**Exercise task:** Reproduce every line of the listing below without change, but leave out any picture.

START Recorded data

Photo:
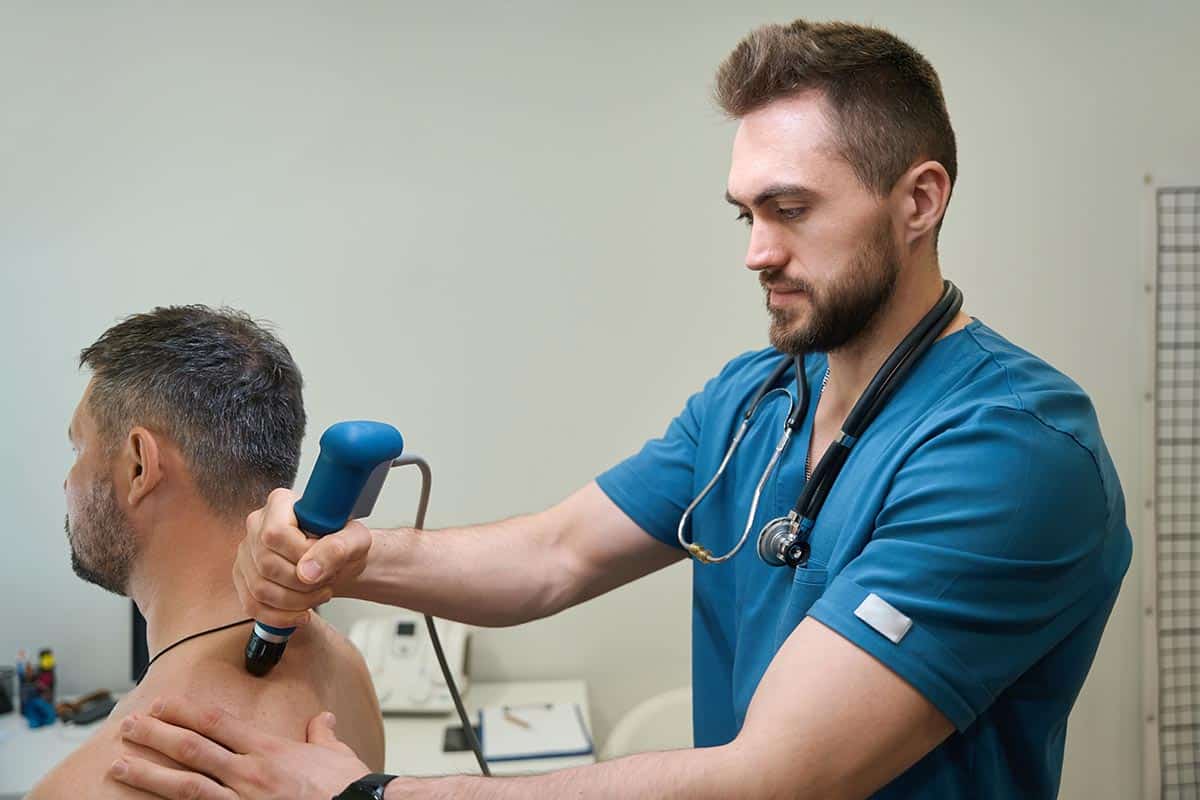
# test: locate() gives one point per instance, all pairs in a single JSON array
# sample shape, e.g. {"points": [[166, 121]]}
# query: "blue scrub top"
{"points": [[981, 503]]}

END Recorded data

**Answer for the task:**
Photo:
# test: locate() gives one point per instance, all pairs in a single JSON array
# sample shape, e.g. {"points": [[166, 121]]}
# query: "blue scrub top"
{"points": [[981, 503]]}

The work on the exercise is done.